*** Opening of Extracted text ***

The existence of the 2003 book Everything But the Burden: What White People are Taking from Black Culture by Greg Tate and the 1957 essay by Norman Mailer The White Negro: Superficial Reflections on the Hipster prove that the issues related to what I’m describing are hardly new. Those two readings might be places to start on your way to deeper examination about where you are coming from as opposed to where you THINK you’ve been coming from.
3) Avoid examining what you’ve accepted as “acting cool.” Be careful of how you use the black vernacular. The supposedly benign use of the “N” word is an obvious one. The clunky mimicking of the improvisation you’ve seen Latinos do when dancing salsa can be another. It’s annoying for us to hear/see parodies of ourselves. There’s a difference between respectful cultural interest and what looks like shoddy, careless stealing.
4) Assume that your international travel or study, missionary work, or service in the Peace Corps is much of a substitute for intentional involvement in the communities of Color in the U.S. One possible element in your role as an “American” abroad is preferential treatment, based on being the world citizen that many worship. The infrastructures of some organizations are not built around addressing topics like Colorism and classism the in their staff training. And as a tourist, depending on how you plan your vacation, you may not actually be getting much more than a “Browner,” U.S. version of life in that country, a setting designed not to disturb your “American” entitlement.
An “I wonder” moment
On the street, during a sunny day, I heard that heart-shaking, thumping bass that makes one wonder if the people in the car can hear themselves think. I turned to see a sleek blue vintage convertible carrying what appeared to be four White guys in conservative grey and blue business suits, crisp White shirts and dark ties. And they, in gleeful unison, were belting out the lyrics to the rap song that was shaking the doors. I couldn’t help but smile.

*** Close of Extracted text ***

### Requirement 1
Answer these questions about the passage on cultural borrowing:
(a) In what year was Greg Tate's book published?
(b) Which word's use is called an obvious example in the advice about black vernacular?
(c) What color was the vintage convertible?
### Requirement 2
Pick up the passage on cultural borrowing after its last sentence and continue it.
The lines have no connection to the passage on cultural borrowing.

*** Opening of Collected material ***

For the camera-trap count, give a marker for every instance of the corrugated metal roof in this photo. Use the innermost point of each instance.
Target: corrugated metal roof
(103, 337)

*** Close of Collected material ***

### Expected answer 1
(a) 2003
(b) The "N" word
(c) Blue

### Expected answer 2
And my next thought was, “Do they have black friends?” I wonder what points of view have proliferated since these men have become fans of gangsta rap? Research suggests that there are positive and negative outcomes from non-Blacks’ constant exposure. In my view, one of those negatives is that White people learn reinforced stereotypes at the same time they think they are being enlightened. That results in the mindless choices and behaviors among us that have direct and indirect impact on our relationships with you in our neighborhoods and workplaces. A section of an article from the Journal of Broadcasting and Electric Media (March 2009) speaks to this.
So, don’t be a part of perpetuating a problem that, for many years, has been getting in the way of honest and egalitarian cross-cultural relationships. I’m guessing that most of us people of Color really would like to be more than your colorful wallpaper.
5) Participate in the superficial cultural appropriation that comes with things like White-led sweat lodges, Western (White) Buddhist sanghas, poorly choreographed and executed Zumba classes, the Harlem Shake, or that Blues that is really White rock and roll.
6) Let White guilt immobilize you. Find a therapist who knows these issues and has a clean bill of cross-cultural health.
7) Shoot the messenger.
And it’s going to help us all if we have patience with each other and ourselves as we struggle to coexist.